● Selected excerpt
......
The principal objective of research being carried out in the field of conservation and restoration is to gain a deeper knowledge of each and every work of art that makes up the Museum Collections, something which, in turn, also permits a greater approximation to the work's author.
Starting with the documentary research of a piece of art and by applying different analysis techniques and scientific methods, it is possible to obtain very precise information indeed about the physical history and techniques applied to any work of art.
As far as those different analysis techniques used are concerned, special emphasis must be placed on studies using different types of lighting, such as ultraviolet light, which offers information about the superficial elements of any work of art, particularly concerning varnishes and non-original retouching. Infra-red reflectography allows researchers to access the deepest layers of paint and lets them see the underdrawing in paintings and works of art on paper. Radiography provides information about the structural and constructive aspects of a work of art at all levels, from the layers of paint to the actual support itself. Stratigraphic studies provide very precise information about the different layers of paint that make up a painting and the way they are applied. Consequently, they also tell us how the artist worked. This system is frequently associated with different techniques of chemical analysis that tell us of the exact nature of the pigments, fillers and inert materials, agglutinatives and varnishes. It is equally possible to identify the material used as canvas, the kind of wood used as a support and the materials of which sculptures are made.
All this information that frequently requires the interdisciplinary collaboration of different specialists is compiled and then contrasted with scientific criteria in the Conservation and Restoration Department, resulting in it then being possible to study the state of conservation of a given work of art that is being studied, diagnosing possible pathologies and determining the most appropriate treatments. At the other extreme, however, we can additionally delve deeper into the specific way of working of the piece's author and ponder the stylistic and conceptual aspects of his, or her, work. These techniques and work methodologies provide sources of tremendously rich information that allow us to elaborate on the dating of a work of art in a period of history and even in the trajectory of an artist. In short, they are indispensable for elaborating any study or intervention to which any object of cultural interest is subjected.
......
● Exercise data
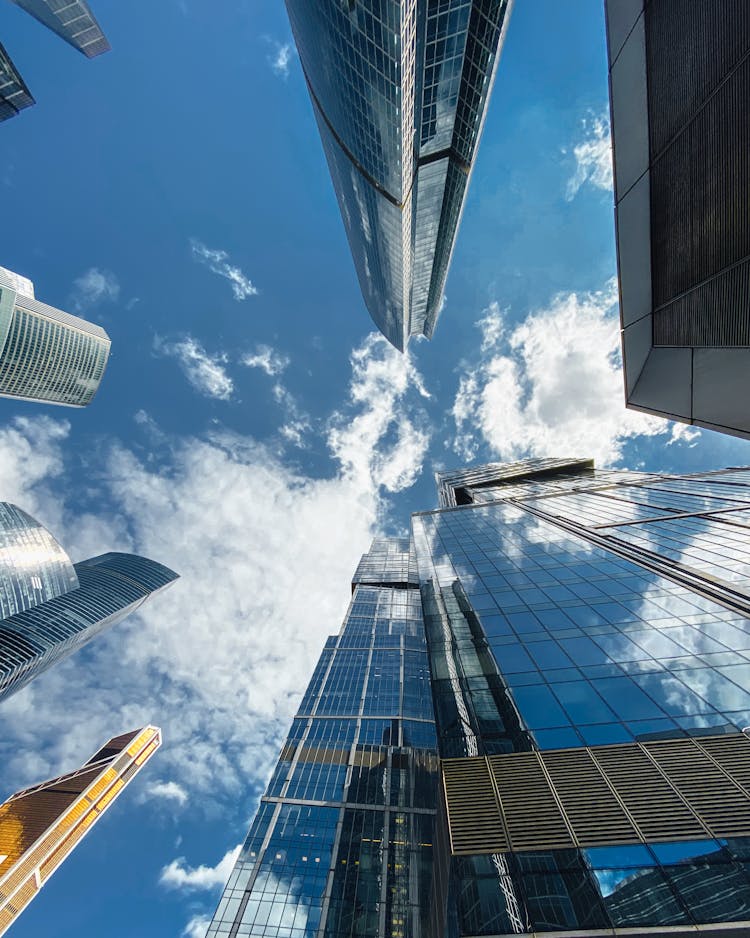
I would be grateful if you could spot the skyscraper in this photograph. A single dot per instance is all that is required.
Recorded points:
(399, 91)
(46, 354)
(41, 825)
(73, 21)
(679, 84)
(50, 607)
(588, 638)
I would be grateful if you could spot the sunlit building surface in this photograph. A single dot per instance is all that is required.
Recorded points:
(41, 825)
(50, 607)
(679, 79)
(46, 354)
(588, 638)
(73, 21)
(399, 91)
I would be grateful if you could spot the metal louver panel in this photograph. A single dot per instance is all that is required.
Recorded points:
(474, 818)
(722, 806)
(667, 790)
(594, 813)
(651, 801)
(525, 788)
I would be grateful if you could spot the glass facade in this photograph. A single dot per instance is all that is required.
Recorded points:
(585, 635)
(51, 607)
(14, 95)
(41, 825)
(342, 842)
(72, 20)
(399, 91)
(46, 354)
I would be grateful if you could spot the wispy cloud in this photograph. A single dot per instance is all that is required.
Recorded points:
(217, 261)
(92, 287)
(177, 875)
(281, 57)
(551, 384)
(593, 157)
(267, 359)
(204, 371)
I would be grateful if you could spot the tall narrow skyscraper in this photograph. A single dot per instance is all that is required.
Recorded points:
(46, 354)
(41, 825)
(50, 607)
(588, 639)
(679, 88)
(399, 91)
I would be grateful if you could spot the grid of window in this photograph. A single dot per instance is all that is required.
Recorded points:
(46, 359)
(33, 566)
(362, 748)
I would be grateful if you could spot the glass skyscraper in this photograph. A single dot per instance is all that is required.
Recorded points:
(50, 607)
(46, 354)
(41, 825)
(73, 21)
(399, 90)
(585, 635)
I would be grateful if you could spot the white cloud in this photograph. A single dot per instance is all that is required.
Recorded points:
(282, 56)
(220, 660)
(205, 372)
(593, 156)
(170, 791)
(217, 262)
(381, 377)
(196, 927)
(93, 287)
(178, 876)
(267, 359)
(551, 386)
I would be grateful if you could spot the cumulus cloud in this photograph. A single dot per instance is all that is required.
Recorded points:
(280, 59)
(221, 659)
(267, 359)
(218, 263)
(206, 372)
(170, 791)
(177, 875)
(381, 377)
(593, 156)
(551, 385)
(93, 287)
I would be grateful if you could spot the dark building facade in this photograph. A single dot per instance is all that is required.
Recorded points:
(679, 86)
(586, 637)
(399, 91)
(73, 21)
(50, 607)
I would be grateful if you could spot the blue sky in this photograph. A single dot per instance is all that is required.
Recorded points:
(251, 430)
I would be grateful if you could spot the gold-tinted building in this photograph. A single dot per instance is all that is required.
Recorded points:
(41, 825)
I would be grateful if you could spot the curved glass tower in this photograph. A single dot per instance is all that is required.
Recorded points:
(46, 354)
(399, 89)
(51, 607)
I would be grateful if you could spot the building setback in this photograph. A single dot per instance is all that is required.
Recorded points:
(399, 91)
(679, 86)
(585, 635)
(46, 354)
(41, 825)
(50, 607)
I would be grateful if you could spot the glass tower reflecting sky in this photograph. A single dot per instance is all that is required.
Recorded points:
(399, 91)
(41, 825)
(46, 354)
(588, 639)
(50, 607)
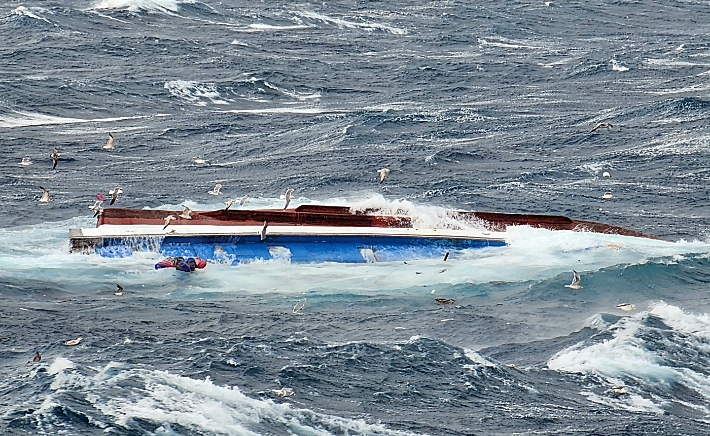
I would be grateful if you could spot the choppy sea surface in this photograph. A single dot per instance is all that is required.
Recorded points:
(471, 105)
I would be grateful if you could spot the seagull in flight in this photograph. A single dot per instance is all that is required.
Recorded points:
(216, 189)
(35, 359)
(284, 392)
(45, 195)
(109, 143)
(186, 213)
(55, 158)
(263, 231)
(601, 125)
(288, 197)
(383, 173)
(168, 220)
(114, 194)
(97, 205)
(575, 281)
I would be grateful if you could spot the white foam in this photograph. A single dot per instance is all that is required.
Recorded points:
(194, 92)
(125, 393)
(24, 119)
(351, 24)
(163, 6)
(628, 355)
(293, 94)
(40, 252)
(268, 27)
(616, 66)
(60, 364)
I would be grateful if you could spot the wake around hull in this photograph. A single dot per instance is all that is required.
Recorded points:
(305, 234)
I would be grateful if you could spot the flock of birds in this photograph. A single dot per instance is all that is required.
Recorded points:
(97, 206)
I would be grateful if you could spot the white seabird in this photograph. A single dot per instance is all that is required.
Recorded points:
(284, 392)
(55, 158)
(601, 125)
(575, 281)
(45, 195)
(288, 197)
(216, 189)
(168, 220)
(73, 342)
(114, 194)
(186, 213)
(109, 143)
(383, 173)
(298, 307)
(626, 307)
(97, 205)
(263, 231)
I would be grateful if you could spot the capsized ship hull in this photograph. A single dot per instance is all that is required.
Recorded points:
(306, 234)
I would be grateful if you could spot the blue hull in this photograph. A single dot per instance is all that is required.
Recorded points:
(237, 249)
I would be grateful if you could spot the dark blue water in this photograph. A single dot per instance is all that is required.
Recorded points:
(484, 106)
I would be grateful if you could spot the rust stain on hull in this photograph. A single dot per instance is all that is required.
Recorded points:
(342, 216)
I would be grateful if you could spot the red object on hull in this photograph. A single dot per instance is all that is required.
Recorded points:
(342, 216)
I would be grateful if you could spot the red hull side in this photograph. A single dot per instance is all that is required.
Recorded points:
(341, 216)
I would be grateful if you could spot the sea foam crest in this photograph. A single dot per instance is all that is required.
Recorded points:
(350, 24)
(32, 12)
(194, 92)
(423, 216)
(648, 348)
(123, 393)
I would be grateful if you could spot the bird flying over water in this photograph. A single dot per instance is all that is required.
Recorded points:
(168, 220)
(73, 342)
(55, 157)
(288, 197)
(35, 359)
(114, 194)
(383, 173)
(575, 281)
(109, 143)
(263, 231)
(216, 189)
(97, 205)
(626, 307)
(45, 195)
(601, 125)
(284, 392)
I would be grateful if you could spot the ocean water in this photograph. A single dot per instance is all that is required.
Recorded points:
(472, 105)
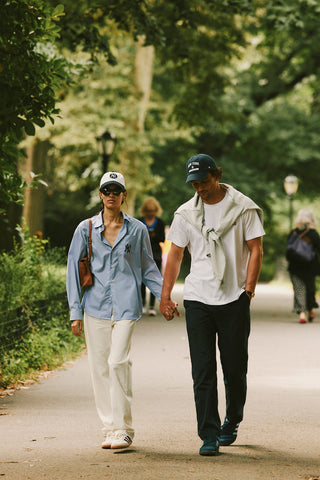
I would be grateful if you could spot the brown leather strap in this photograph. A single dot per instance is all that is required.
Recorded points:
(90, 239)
......
Copy the stretch of the conservation research text from "The principal objective" through "work of art." word for word.

The principal objective of research being carried out in the field of conservation and restoration is to gain a deeper knowledge of each and every work of art that makes up the Museum Collections, something which, in turn, also permits a greater approximation to the work's author.
Starting with the documentary research of a piece of art and by applying different analysis techniques and scientific methods, it is possible to obtain very precise information indeed about the physical history and techniques applied to any work of art.